In this article, we will explore various methods to turn XML files into CSV format using Java.

XML (Extensible Markup Language) and CSV (Comma-Separated Values) are both popular choices for data exchange. While XML is a powerful option that allows for a structured, layered approach to complicated data sets, CSV is more straightforward and designed primarily for tabular data. 

Sometimes, there might be situations where we need to convert an XML to a CSV to make data import or analysis easier.

Information shown:

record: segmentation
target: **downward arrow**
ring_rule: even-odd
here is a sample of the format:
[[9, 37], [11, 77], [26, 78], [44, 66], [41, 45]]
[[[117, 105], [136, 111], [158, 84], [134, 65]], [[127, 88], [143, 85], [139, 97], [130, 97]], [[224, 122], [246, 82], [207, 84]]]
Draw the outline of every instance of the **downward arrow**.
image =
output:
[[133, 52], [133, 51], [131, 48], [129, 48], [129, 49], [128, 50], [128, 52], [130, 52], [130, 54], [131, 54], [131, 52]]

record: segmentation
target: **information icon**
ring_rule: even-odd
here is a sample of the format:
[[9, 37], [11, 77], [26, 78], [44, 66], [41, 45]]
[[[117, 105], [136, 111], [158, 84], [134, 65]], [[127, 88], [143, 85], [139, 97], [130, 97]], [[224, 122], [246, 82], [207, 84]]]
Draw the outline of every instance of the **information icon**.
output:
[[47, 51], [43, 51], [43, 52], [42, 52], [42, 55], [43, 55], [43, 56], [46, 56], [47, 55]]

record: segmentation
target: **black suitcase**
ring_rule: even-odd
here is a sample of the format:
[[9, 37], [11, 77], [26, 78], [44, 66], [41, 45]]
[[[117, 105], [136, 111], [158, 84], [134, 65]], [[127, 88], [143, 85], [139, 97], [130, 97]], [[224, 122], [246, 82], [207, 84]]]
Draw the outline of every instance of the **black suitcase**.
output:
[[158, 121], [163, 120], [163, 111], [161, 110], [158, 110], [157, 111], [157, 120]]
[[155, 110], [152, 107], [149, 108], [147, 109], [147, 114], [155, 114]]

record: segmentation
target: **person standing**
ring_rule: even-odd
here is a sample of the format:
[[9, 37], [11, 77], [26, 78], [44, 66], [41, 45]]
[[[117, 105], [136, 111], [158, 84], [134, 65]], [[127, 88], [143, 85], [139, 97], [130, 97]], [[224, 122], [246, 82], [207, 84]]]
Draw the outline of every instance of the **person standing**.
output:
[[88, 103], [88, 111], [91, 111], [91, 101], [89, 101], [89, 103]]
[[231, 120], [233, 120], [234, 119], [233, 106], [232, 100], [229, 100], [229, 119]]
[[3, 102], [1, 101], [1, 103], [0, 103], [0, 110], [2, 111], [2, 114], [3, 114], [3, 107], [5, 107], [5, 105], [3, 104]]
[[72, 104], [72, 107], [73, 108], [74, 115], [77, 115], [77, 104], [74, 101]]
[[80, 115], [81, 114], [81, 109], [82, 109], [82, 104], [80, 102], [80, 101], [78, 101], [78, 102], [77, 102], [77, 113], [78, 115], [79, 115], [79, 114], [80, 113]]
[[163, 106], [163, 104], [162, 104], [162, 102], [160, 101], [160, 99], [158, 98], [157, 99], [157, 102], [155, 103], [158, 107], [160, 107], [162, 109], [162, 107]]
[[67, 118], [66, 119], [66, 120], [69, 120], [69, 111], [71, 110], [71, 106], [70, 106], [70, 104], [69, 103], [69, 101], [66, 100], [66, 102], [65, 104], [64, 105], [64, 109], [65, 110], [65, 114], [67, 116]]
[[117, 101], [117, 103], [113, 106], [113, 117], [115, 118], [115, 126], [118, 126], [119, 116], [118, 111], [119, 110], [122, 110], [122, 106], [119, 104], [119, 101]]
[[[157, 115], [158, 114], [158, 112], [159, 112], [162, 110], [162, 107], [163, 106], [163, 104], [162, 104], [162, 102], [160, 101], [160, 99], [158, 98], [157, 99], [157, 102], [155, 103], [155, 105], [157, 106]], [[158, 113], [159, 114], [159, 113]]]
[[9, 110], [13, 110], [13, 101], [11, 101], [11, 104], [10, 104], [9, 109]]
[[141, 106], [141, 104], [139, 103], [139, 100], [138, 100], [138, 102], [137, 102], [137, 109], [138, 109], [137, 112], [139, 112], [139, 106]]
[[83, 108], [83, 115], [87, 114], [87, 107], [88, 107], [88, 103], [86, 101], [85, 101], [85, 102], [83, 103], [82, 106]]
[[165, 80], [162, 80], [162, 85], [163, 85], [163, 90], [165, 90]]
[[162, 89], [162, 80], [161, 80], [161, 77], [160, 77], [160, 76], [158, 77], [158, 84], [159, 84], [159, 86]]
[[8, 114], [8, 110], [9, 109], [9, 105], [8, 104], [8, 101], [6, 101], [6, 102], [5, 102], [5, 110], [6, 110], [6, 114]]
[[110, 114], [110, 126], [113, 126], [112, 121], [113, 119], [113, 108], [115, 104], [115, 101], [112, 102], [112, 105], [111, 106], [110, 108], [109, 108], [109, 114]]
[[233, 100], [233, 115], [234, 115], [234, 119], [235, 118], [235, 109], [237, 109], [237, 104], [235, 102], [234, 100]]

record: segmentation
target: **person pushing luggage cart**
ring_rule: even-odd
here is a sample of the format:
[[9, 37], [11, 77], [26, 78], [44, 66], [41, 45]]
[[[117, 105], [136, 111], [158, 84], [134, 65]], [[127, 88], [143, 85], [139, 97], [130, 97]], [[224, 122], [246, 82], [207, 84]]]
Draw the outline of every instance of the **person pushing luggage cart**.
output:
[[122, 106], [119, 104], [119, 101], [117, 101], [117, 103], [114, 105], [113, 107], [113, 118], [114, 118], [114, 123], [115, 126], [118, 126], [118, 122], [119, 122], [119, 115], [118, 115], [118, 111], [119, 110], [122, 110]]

Objectives:
- 1) From the XML-to-CSV passage, return the words starting at "In this article, we" and ending after "for tabular data.", copied with no changes.
- 2) In the XML-to-CSV passage, what kind of data is CSV designed primarily for?

Exercise answers:
- 1)
In this article, we will explore various methods to turn XML files into CSV format using Java.

XML (Extensible Markup Language) and CSV (Comma-Separated Values) are both popular choices for data exchange. While XML is a powerful option that allows for a structured, layered approach to complicated data sets, CSV is more straightforward and designed primarily for tabular data.

- 2) Tabular data.